── Materials provided

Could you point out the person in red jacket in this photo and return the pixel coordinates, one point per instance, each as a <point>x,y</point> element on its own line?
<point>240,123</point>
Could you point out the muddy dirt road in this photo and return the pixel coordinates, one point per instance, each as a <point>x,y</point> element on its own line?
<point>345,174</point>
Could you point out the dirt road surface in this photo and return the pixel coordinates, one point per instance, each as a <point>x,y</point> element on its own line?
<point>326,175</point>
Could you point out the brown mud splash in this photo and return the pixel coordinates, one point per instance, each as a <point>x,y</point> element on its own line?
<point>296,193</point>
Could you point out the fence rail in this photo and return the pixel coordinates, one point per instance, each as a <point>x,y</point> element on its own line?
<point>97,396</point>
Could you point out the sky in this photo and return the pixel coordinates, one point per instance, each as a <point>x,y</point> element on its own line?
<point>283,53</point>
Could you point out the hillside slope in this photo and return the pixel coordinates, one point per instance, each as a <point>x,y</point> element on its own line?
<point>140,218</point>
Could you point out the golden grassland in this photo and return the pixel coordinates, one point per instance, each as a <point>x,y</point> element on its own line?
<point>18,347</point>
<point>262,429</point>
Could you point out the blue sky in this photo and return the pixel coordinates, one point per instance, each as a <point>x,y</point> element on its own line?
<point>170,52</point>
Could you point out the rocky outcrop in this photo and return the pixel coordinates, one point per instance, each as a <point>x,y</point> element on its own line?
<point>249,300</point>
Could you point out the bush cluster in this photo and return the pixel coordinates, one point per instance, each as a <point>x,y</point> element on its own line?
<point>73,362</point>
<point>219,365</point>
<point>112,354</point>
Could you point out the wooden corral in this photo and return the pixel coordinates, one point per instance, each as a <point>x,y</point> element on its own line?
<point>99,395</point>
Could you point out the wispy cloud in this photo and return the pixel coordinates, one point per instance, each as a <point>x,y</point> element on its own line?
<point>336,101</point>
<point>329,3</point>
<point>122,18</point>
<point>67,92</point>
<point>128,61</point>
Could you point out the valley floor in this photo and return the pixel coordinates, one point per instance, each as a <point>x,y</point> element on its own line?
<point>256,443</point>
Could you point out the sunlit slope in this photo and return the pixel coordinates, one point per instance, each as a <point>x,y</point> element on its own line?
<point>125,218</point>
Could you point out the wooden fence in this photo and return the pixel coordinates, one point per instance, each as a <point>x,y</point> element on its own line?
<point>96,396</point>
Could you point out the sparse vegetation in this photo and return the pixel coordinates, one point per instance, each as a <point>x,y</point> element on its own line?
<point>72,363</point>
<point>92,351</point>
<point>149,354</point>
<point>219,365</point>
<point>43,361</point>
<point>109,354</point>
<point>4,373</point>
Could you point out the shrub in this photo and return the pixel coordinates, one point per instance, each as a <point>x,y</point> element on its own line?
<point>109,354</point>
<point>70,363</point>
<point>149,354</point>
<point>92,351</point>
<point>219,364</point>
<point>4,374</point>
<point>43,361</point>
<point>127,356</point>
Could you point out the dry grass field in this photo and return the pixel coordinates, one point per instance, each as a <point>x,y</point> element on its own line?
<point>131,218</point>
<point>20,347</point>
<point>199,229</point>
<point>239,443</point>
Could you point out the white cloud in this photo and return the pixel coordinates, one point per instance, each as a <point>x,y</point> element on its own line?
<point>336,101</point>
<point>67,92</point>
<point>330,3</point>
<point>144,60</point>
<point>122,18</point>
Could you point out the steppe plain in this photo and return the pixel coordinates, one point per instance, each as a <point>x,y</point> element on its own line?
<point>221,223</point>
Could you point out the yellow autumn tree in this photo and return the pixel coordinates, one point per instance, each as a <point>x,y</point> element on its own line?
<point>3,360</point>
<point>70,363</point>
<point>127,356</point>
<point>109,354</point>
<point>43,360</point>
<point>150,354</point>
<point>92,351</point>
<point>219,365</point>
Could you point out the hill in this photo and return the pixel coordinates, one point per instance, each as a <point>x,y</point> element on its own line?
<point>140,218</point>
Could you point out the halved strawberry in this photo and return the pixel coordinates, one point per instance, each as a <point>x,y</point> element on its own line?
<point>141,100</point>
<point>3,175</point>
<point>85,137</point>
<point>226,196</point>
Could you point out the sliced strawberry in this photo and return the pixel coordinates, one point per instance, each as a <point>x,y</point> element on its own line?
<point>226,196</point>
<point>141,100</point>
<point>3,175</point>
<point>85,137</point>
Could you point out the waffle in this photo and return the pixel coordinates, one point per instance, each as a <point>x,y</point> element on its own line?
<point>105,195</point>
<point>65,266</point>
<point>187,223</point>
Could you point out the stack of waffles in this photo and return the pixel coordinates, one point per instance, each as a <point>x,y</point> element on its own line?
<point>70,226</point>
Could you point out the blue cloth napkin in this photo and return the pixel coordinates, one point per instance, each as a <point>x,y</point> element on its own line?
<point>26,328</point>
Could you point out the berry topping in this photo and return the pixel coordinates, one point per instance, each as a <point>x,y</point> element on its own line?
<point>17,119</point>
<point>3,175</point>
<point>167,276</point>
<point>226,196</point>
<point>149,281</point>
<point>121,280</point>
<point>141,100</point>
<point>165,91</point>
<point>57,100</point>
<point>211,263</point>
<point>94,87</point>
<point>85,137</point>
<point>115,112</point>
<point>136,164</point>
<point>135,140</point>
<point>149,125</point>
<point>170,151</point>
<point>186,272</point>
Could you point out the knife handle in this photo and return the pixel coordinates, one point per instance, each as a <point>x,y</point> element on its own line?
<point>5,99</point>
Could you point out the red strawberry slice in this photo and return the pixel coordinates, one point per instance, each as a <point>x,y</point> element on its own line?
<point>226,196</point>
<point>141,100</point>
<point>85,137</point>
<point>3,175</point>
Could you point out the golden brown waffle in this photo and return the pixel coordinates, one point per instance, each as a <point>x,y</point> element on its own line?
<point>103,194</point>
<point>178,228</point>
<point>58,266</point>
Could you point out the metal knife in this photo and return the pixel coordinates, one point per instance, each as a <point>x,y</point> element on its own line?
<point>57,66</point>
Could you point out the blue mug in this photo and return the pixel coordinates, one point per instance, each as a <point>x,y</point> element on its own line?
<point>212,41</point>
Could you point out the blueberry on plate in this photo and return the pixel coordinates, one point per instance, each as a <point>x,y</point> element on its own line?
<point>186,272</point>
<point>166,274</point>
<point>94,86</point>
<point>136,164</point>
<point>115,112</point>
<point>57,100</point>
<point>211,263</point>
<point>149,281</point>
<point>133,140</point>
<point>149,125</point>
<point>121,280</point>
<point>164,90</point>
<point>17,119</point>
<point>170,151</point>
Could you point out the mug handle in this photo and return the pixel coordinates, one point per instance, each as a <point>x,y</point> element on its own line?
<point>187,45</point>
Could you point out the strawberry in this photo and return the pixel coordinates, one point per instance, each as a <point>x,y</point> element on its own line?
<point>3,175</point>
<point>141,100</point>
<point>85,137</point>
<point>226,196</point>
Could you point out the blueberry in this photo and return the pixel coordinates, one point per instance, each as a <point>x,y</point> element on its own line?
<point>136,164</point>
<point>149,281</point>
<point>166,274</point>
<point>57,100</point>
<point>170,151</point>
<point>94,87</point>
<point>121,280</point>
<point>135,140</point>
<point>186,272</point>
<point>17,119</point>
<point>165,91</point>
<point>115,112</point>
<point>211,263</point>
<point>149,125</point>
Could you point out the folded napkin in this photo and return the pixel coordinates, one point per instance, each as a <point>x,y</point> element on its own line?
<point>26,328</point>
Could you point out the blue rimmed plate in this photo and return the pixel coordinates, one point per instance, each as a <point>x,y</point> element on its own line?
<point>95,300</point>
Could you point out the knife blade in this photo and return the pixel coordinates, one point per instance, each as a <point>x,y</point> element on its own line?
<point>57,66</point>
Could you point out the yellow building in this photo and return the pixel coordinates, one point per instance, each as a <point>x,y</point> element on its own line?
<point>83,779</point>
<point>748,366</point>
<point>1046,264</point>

────

Please take the rows starting with the line containing "Could you point out the muddy" and going on through the line containing "<point>326,175</point>", swap "dirt road" for "gravel road", and give those lines back with everything else unchanged.

**Solution below:**
Could you point out the muddy gravel road in this photo and return the pixel coordinates, one point per instance, each as a <point>x,y</point> element on its own line?
<point>345,174</point>
Could you point out the gravel road surface in this photo and return the pixel coordinates, one point per instance, each as a <point>x,y</point> element on its own line?
<point>326,175</point>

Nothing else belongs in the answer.